● **Set task**
Copy the records from the line with "find each white rectangular plate" up to and including the line with "[188,355,661,579]", keeping every line and offsetting each bounding-box coordinate by 140.

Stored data
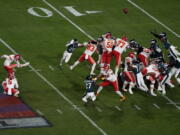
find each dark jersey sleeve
[67,43,78,53]
[84,80,95,92]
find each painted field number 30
[28,6,102,17]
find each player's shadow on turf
[38,55,60,67]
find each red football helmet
[121,36,128,41]
[128,52,135,58]
[105,32,112,38]
[14,54,21,60]
[103,64,110,71]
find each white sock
[122,81,128,89]
[72,61,80,69]
[90,63,96,74]
[116,90,124,97]
[97,86,103,94]
[115,66,119,76]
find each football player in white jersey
[100,32,116,68]
[2,78,19,97]
[122,52,135,94]
[141,64,160,96]
[59,39,83,66]
[1,54,29,79]
[96,69,126,101]
[70,40,97,75]
[112,36,129,76]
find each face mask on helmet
[105,32,112,38]
[14,54,21,60]
[128,52,135,58]
[121,36,128,41]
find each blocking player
[100,32,116,69]
[70,40,97,75]
[122,52,136,94]
[82,75,97,103]
[96,69,126,101]
[2,78,19,97]
[1,54,29,79]
[112,36,129,76]
[59,39,83,66]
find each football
[123,8,128,14]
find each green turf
[0,0,180,135]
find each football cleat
[120,96,126,102]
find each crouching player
[96,69,126,101]
[82,75,97,103]
[2,78,19,97]
[1,54,30,78]
[59,39,83,66]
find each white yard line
[166,102,180,105]
[42,0,94,40]
[153,103,160,109]
[56,108,63,114]
[127,0,180,38]
[36,109,44,116]
[134,105,141,111]
[0,38,107,135]
[163,95,180,110]
[115,105,122,111]
[42,0,179,110]
[96,106,102,112]
[48,65,54,71]
[28,69,41,72]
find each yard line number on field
[42,0,180,110]
[27,6,103,17]
[127,0,180,38]
[0,38,107,135]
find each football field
[0,0,180,135]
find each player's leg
[82,93,88,103]
[88,56,96,75]
[96,81,110,96]
[59,51,67,66]
[111,81,126,101]
[136,72,148,91]
[65,53,72,63]
[89,92,96,101]
[70,53,85,70]
[114,51,121,76]
[12,89,19,97]
[146,75,157,96]
[174,68,180,84]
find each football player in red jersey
[96,69,126,101]
[112,36,129,76]
[100,32,116,73]
[1,54,29,78]
[2,78,19,97]
[70,40,97,75]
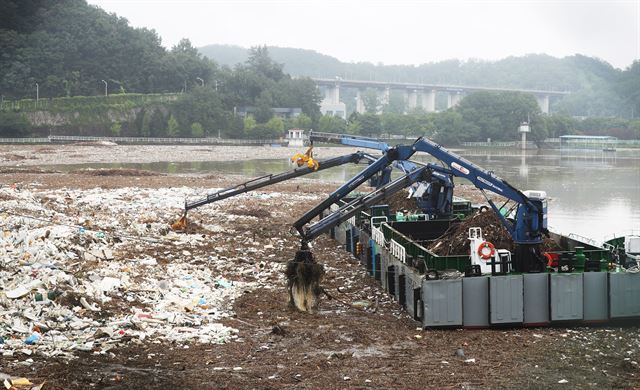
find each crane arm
[185,152,376,211]
[412,138,546,244]
[293,146,415,235]
[301,164,433,249]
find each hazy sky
[89,0,640,68]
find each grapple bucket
[171,213,187,231]
[285,249,324,312]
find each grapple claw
[171,212,188,231]
[285,249,324,313]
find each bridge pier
[421,89,436,112]
[320,83,347,119]
[378,87,391,114]
[447,92,463,108]
[356,89,366,114]
[405,89,418,111]
[536,95,549,114]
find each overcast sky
[89,0,640,68]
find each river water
[52,149,640,240]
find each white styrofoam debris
[0,187,284,358]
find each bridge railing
[0,135,285,145]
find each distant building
[286,129,304,146]
[236,106,302,119]
[560,135,618,149]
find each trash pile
[0,187,286,363]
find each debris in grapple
[285,249,324,312]
[171,211,187,231]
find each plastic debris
[0,186,284,360]
[24,333,40,345]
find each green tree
[294,114,313,130]
[266,116,284,137]
[455,91,546,141]
[359,113,382,136]
[361,88,380,114]
[318,115,347,133]
[167,114,180,137]
[244,115,258,131]
[191,122,204,138]
[109,122,122,137]
[0,111,30,137]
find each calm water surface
[57,149,640,240]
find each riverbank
[0,146,640,389]
[0,143,357,167]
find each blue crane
[286,137,548,311]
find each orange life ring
[478,241,496,260]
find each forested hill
[0,0,215,99]
[199,45,640,117]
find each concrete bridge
[313,77,570,118]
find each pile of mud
[427,211,561,256]
[387,190,419,214]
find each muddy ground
[0,147,640,389]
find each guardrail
[0,135,285,145]
[371,226,385,248]
[0,138,49,144]
[389,239,407,263]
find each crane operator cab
[513,190,548,272]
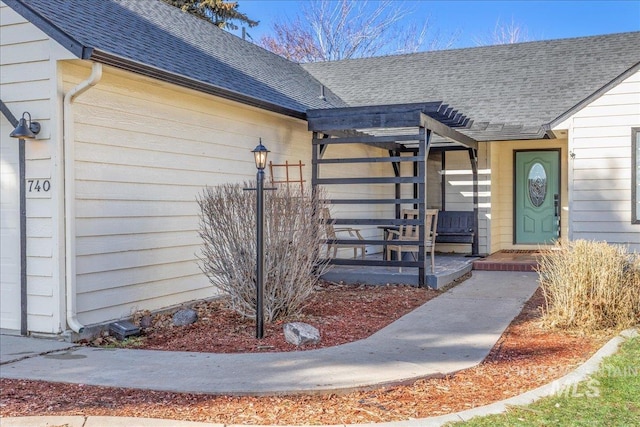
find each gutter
[62,62,102,333]
[0,99,29,336]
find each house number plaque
[25,179,51,199]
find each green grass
[447,337,640,427]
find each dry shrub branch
[198,182,327,322]
[539,240,640,333]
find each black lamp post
[252,138,269,339]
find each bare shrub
[539,240,640,333]
[198,183,327,322]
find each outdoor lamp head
[9,111,40,139]
[251,138,269,170]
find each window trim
[631,127,640,224]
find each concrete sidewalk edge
[0,328,640,427]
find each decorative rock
[140,315,153,329]
[284,322,320,347]
[173,308,198,326]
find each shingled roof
[5,0,345,118]
[3,0,640,140]
[303,32,640,140]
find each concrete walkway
[0,271,538,424]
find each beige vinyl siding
[488,139,569,253]
[0,2,71,333]
[558,72,640,251]
[62,61,318,325]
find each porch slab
[322,253,478,289]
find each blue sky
[232,0,640,48]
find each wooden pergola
[307,102,478,286]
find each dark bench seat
[436,211,474,244]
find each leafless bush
[198,183,327,322]
[539,240,640,333]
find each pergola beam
[421,114,478,150]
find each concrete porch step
[473,250,539,271]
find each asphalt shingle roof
[303,32,640,140]
[6,0,345,114]
[4,0,640,140]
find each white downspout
[62,62,102,333]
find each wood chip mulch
[0,285,609,425]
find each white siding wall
[0,2,70,333]
[62,61,320,325]
[558,72,640,251]
[437,147,491,253]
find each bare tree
[474,18,532,46]
[162,0,259,30]
[258,0,456,62]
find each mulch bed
[0,285,608,425]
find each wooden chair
[387,209,438,273]
[320,208,365,259]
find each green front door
[514,151,560,244]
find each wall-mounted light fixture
[9,111,40,139]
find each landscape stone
[173,308,198,326]
[284,322,320,347]
[140,315,153,329]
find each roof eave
[542,62,640,133]
[2,0,93,59]
[88,49,307,120]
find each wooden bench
[436,211,475,244]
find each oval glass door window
[528,163,547,208]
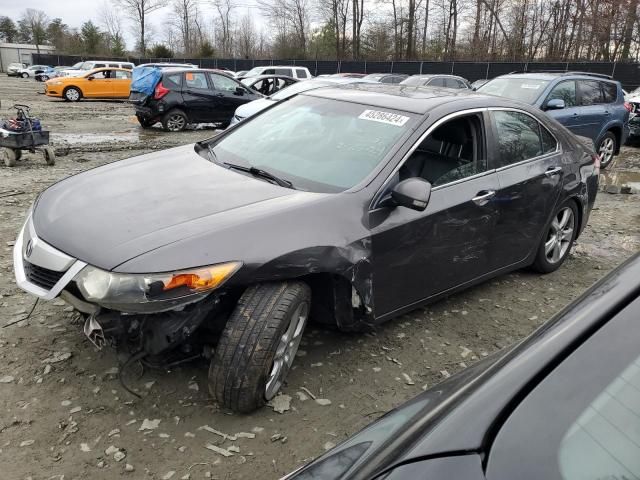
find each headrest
[431,121,471,145]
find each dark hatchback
[283,255,640,480]
[14,83,598,412]
[129,68,262,132]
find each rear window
[578,80,604,105]
[602,82,618,103]
[478,77,549,103]
[162,73,182,88]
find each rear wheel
[0,147,17,167]
[162,110,188,132]
[532,200,578,273]
[62,87,82,102]
[209,282,311,413]
[597,132,618,168]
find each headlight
[74,262,242,313]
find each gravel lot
[0,76,640,480]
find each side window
[492,111,543,168]
[209,73,240,92]
[184,72,209,89]
[427,77,445,87]
[399,115,488,186]
[578,80,604,105]
[162,73,182,87]
[600,82,618,103]
[547,80,578,107]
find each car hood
[236,98,276,118]
[33,145,324,273]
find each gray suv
[478,72,629,168]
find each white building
[0,43,55,72]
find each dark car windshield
[271,80,335,101]
[478,77,549,103]
[208,95,416,192]
[400,76,429,86]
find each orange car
[44,68,131,102]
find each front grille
[24,261,65,290]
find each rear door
[80,69,114,98]
[576,80,608,143]
[182,72,221,123]
[209,73,252,122]
[112,70,131,98]
[490,109,564,270]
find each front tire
[532,200,578,273]
[136,115,156,128]
[162,110,189,132]
[597,132,618,169]
[62,87,82,102]
[209,282,311,413]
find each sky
[0,0,265,49]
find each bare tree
[20,8,49,55]
[115,0,165,55]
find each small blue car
[478,72,629,168]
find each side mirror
[391,177,431,212]
[545,98,566,110]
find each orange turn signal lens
[162,262,242,292]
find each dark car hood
[33,145,323,271]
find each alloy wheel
[544,207,575,263]
[64,88,80,102]
[167,113,186,132]
[264,302,309,400]
[598,137,615,165]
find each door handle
[544,167,562,177]
[471,190,496,207]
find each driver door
[370,112,498,318]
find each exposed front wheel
[162,110,188,132]
[0,147,18,167]
[209,282,311,413]
[63,87,82,102]
[598,132,618,168]
[532,200,578,273]
[136,115,156,128]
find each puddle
[51,132,140,145]
[600,170,640,190]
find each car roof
[496,72,616,82]
[300,82,504,115]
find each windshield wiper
[222,163,294,188]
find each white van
[242,65,311,80]
[61,60,135,77]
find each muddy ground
[0,76,640,480]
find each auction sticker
[358,110,409,127]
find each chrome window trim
[369,107,490,211]
[13,215,87,300]
[487,107,562,172]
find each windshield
[245,67,264,77]
[270,80,334,101]
[212,96,415,193]
[478,77,549,103]
[400,76,429,87]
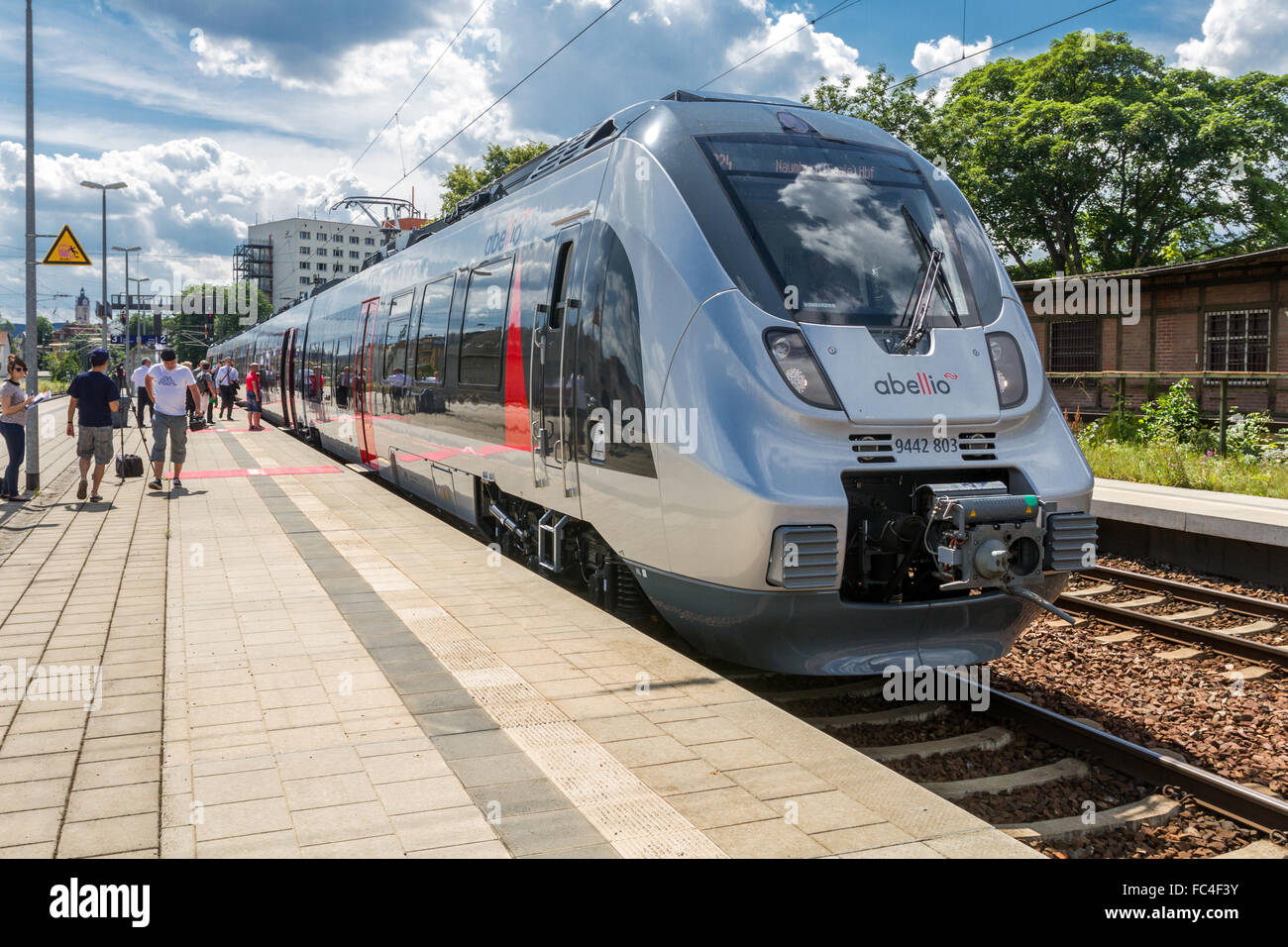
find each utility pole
[114,249,142,391]
[23,0,40,492]
[81,180,126,348]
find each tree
[442,142,550,214]
[807,31,1288,275]
[802,63,937,156]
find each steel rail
[1079,566,1288,621]
[968,676,1288,832]
[1056,595,1288,669]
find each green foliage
[802,63,937,155]
[1225,411,1278,462]
[1076,378,1288,498]
[805,31,1288,278]
[442,142,550,214]
[1140,378,1206,446]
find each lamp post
[81,180,128,348]
[125,275,152,394]
[112,246,143,386]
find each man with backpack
[215,356,241,421]
[197,361,219,424]
[67,348,121,502]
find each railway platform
[0,412,1039,858]
[1091,478,1288,585]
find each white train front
[211,91,1095,674]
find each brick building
[1015,246,1288,419]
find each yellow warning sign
[42,224,91,266]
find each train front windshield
[698,134,979,326]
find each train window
[698,134,978,326]
[585,227,657,476]
[331,338,353,411]
[415,274,456,385]
[460,257,514,388]
[382,290,416,389]
[548,240,572,329]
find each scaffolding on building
[233,237,273,307]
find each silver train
[210,91,1096,674]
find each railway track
[1056,566,1288,670]
[731,672,1288,857]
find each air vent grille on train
[527,119,617,180]
[957,432,997,460]
[850,434,894,464]
[765,526,840,588]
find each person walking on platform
[246,362,265,430]
[215,356,240,421]
[67,349,121,502]
[196,361,219,424]
[130,359,156,430]
[0,356,36,502]
[147,349,200,489]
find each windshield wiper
[896,248,944,355]
[896,204,962,353]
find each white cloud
[1176,0,1288,76]
[912,35,993,78]
[713,7,868,98]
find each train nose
[802,323,1000,425]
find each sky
[0,0,1288,323]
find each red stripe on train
[505,253,532,451]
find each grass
[1082,441,1288,500]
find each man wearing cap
[147,349,201,489]
[67,348,121,502]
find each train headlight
[986,333,1029,408]
[765,329,841,411]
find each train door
[277,329,295,430]
[353,296,380,469]
[528,223,587,497]
[282,329,295,430]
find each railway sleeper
[997,793,1181,841]
[804,701,948,727]
[921,756,1091,798]
[761,678,885,703]
[859,727,1014,763]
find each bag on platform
[116,417,149,480]
[116,454,143,480]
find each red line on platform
[166,464,343,480]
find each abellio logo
[872,371,957,394]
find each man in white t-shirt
[130,359,156,430]
[146,349,201,489]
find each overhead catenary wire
[907,0,1118,87]
[374,0,622,202]
[696,0,863,91]
[697,0,1118,94]
[349,0,489,178]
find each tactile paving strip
[394,607,724,858]
[237,440,726,858]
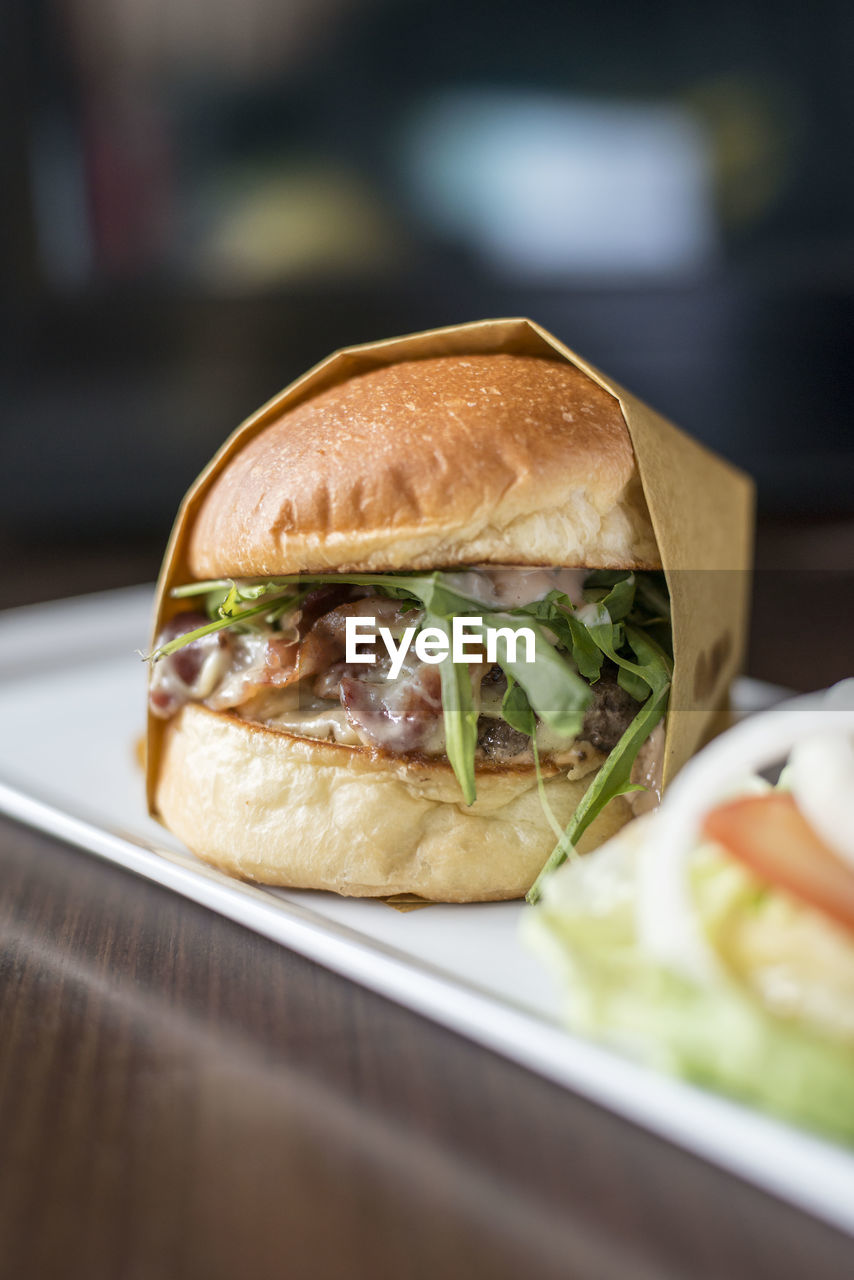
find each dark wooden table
[0,524,854,1280]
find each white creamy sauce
[204,632,275,712]
[443,568,589,609]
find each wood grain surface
[0,822,854,1280]
[0,532,854,1280]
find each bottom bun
[156,704,632,902]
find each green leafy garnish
[484,613,593,737]
[426,613,478,804]
[526,626,672,902]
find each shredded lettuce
[524,834,854,1143]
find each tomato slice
[703,791,854,931]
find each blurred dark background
[0,0,854,687]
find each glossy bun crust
[187,355,659,579]
[156,704,631,902]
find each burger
[149,332,742,902]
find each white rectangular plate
[0,588,854,1233]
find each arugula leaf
[145,595,300,662]
[501,676,536,737]
[172,571,483,618]
[483,613,593,737]
[425,613,478,804]
[526,626,672,902]
[501,676,575,858]
[513,590,602,682]
[584,570,635,622]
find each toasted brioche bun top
[188,355,661,579]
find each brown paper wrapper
[147,319,754,815]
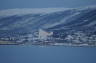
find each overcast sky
[0,0,96,10]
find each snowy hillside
[0,6,96,45]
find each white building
[38,29,53,40]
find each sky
[0,0,96,10]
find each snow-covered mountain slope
[0,7,96,32]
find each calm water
[0,45,96,63]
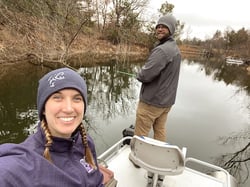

● **Solution for this task**
find each white rectangular plate
[140,728,994,1373]
find each arugula leaf
[285,735,440,802]
[641,816,676,877]
[312,711,623,758]
[623,753,733,877]
[565,753,618,944]
[666,766,812,1042]
[641,816,715,998]
[653,730,742,822]
[724,710,775,762]
find each toasted brioche bun top
[328,495,801,719]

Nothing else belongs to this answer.